• Action item
Exact copies of all records below are needed.

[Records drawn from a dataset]
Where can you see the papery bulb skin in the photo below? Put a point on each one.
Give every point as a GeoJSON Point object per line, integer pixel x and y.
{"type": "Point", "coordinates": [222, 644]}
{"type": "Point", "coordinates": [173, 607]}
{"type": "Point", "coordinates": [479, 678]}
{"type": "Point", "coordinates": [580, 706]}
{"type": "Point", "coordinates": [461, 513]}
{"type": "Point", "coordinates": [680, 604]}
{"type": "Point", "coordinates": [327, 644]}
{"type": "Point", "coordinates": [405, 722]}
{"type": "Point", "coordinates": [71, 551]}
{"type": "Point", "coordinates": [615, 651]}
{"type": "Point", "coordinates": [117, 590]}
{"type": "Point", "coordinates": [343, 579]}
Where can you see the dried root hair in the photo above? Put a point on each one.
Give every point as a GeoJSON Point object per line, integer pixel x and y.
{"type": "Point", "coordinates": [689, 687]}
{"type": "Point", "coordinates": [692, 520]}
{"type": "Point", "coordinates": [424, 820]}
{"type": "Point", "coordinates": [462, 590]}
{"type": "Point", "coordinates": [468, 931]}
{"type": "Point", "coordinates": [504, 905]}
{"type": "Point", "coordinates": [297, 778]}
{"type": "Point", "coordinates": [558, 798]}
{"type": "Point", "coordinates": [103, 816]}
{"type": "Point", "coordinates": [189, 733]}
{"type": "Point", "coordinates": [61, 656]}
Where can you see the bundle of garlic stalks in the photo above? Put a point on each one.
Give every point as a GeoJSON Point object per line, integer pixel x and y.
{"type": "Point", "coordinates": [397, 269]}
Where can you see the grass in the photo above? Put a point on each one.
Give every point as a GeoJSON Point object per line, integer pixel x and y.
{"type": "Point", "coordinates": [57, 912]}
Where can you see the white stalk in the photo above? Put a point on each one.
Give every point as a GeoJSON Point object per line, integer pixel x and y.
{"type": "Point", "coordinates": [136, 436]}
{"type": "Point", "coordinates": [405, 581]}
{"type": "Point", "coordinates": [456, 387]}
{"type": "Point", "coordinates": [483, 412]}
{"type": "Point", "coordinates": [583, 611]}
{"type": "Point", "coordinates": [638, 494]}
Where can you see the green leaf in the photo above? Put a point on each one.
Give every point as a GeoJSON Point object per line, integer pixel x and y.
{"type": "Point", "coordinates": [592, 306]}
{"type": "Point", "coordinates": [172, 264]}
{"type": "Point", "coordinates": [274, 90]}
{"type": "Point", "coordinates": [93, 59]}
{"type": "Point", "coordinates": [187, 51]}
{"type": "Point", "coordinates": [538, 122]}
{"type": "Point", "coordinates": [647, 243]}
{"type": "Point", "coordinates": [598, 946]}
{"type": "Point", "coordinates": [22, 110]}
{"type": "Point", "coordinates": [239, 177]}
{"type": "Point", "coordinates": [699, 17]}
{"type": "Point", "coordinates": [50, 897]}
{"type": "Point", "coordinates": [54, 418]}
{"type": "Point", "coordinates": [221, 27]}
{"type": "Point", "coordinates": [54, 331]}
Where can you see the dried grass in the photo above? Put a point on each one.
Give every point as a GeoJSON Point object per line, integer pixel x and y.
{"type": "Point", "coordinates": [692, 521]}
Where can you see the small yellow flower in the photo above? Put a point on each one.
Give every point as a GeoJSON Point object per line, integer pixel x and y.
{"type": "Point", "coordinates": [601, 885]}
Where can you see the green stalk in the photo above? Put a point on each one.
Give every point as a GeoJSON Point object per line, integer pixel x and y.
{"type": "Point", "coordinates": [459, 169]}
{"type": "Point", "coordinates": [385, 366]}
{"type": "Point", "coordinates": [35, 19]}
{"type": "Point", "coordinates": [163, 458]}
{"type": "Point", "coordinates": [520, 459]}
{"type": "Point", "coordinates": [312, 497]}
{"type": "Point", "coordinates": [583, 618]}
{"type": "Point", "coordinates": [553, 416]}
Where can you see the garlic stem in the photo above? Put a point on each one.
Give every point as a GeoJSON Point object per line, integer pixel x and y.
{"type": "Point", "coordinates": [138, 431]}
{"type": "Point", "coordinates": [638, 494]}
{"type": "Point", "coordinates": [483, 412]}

• Task result
Where can you see the papery bulb skin in the photo below? Put a point on each one.
Give every point as a GeoJSON Point object per line, integer pixel x and y.
{"type": "Point", "coordinates": [222, 644]}
{"type": "Point", "coordinates": [173, 607]}
{"type": "Point", "coordinates": [479, 678]}
{"type": "Point", "coordinates": [580, 706]}
{"type": "Point", "coordinates": [461, 513]}
{"type": "Point", "coordinates": [680, 604]}
{"type": "Point", "coordinates": [327, 644]}
{"type": "Point", "coordinates": [405, 722]}
{"type": "Point", "coordinates": [71, 551]}
{"type": "Point", "coordinates": [615, 651]}
{"type": "Point", "coordinates": [117, 590]}
{"type": "Point", "coordinates": [343, 579]}
Where can you see the dried root hair in the photo above? Put a point on each one.
Give every point as a GeoJSON Point object per line, integer pixel x and y.
{"type": "Point", "coordinates": [689, 687]}
{"type": "Point", "coordinates": [692, 520]}
{"type": "Point", "coordinates": [424, 820]}
{"type": "Point", "coordinates": [462, 590]}
{"type": "Point", "coordinates": [468, 931]}
{"type": "Point", "coordinates": [504, 905]}
{"type": "Point", "coordinates": [297, 778]}
{"type": "Point", "coordinates": [558, 798]}
{"type": "Point", "coordinates": [103, 816]}
{"type": "Point", "coordinates": [189, 733]}
{"type": "Point", "coordinates": [61, 656]}
Where can you see the bundle of garlic stalks in the photo above? Put a point on each one.
Give every point as a GeoJSON Point object per line, integer pixel x and y.
{"type": "Point", "coordinates": [397, 269]}
Where can you see the grass in the photo above? Put a point on each one.
Give every point as a GeoJSON Point object per line, integer pixel x and y.
{"type": "Point", "coordinates": [57, 912]}
Where can you see the white stalk in the photo above? Put a point on each one.
Give every point as a GeoJSON Point object per line, integer pixel x and y.
{"type": "Point", "coordinates": [136, 436]}
{"type": "Point", "coordinates": [405, 581]}
{"type": "Point", "coordinates": [456, 387]}
{"type": "Point", "coordinates": [483, 412]}
{"type": "Point", "coordinates": [583, 611]}
{"type": "Point", "coordinates": [638, 494]}
Where can you see the green leaf in the photo above? Put a point on each one.
Give every point as a GeoJSON Point object per line, integer pixel x and y.
{"type": "Point", "coordinates": [592, 306]}
{"type": "Point", "coordinates": [172, 264]}
{"type": "Point", "coordinates": [274, 90]}
{"type": "Point", "coordinates": [93, 59]}
{"type": "Point", "coordinates": [187, 51]}
{"type": "Point", "coordinates": [538, 122]}
{"type": "Point", "coordinates": [647, 243]}
{"type": "Point", "coordinates": [598, 946]}
{"type": "Point", "coordinates": [22, 110]}
{"type": "Point", "coordinates": [239, 177]}
{"type": "Point", "coordinates": [699, 17]}
{"type": "Point", "coordinates": [50, 897]}
{"type": "Point", "coordinates": [54, 418]}
{"type": "Point", "coordinates": [221, 27]}
{"type": "Point", "coordinates": [54, 331]}
Where can you see the dried grass in the photo above? Put a point on each one.
Give every point as a GeoJSON Point object per line, integer pixel x and y.
{"type": "Point", "coordinates": [692, 521]}
Where can you see the small yellow flower in the photo above? Put a point on each one.
Give every point as a GeoJSON Point object per line, integer pixel x and y.
{"type": "Point", "coordinates": [601, 885]}
Where can you see the green stalk in the photo above? Put a point on each one.
Give every point as a GeoJSON Point object per line, integer pixel x and y.
{"type": "Point", "coordinates": [459, 169]}
{"type": "Point", "coordinates": [385, 366]}
{"type": "Point", "coordinates": [35, 19]}
{"type": "Point", "coordinates": [163, 458]}
{"type": "Point", "coordinates": [520, 459]}
{"type": "Point", "coordinates": [312, 497]}
{"type": "Point", "coordinates": [583, 618]}
{"type": "Point", "coordinates": [553, 416]}
Where can you see the garlic stem in the photo above? Put a point on each one.
Give every point as a GeoJSON Point object per line, integer pixel x and y.
{"type": "Point", "coordinates": [138, 431]}
{"type": "Point", "coordinates": [638, 494]}
{"type": "Point", "coordinates": [483, 412]}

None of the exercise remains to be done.